TO BE DONE
Please switch every "regionseg" in the listing below to "areaseg", and write out the whole listing again with nothing else changed.

RECORDS SUPPLIED
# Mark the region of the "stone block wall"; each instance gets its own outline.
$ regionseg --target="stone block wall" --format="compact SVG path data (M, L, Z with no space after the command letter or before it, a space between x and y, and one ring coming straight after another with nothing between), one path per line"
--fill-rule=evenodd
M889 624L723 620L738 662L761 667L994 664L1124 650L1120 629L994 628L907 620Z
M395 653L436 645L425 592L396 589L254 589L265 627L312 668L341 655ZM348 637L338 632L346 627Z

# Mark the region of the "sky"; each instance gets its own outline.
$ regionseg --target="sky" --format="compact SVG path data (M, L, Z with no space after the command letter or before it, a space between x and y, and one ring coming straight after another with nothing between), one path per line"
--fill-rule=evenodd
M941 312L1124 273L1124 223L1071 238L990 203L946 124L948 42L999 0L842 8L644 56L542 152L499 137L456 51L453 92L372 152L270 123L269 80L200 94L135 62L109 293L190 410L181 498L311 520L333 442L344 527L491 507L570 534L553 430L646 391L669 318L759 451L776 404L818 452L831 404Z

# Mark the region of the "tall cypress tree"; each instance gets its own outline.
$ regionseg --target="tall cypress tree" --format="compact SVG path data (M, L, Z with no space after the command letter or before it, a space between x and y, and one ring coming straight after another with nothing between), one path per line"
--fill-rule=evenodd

THE RESPONSE
# Mark the region of the "stone block wall"; each instance gets its own outline.
$ areaseg --target="stone block wall" --format="compact SVG path data (M, L, Z with no space after the command letter or before it, a space between x and y, and one ring coming straight after another with nothing between), one path per line"
--fill-rule=evenodd
M889 624L723 620L738 662L761 667L994 664L1124 650L1120 629L994 628L907 620Z
M395 653L436 645L425 592L396 589L254 589L265 627L312 668L341 655ZM348 637L338 632L346 627Z

# Mark the region of the "sky"; each instance gets its own outline.
$ areaseg --target="sky" --format="compact SVG path data (M, L, Z with no space after the command letter or before it, a space between x and y, and one ring coming straight after another with nothing between), one path per line"
--fill-rule=evenodd
M941 312L1124 273L1124 223L1071 238L990 203L946 124L948 42L999 0L842 8L644 56L542 152L499 137L456 51L453 92L372 152L270 123L269 80L200 94L135 62L109 293L190 410L181 498L311 520L333 442L344 527L491 507L570 534L553 430L646 391L669 318L759 451L776 404L818 452L831 404Z

# Mark the region of the "tall cypress tree"; each instance gets its own outline.
$ areaseg --target="tall cypress tree" --format="compact SVG path data (M, L, Z with no space after the command letter or before it, a space between x and y, and one ring coming straight after another with nothing between), one path per line"
--fill-rule=evenodd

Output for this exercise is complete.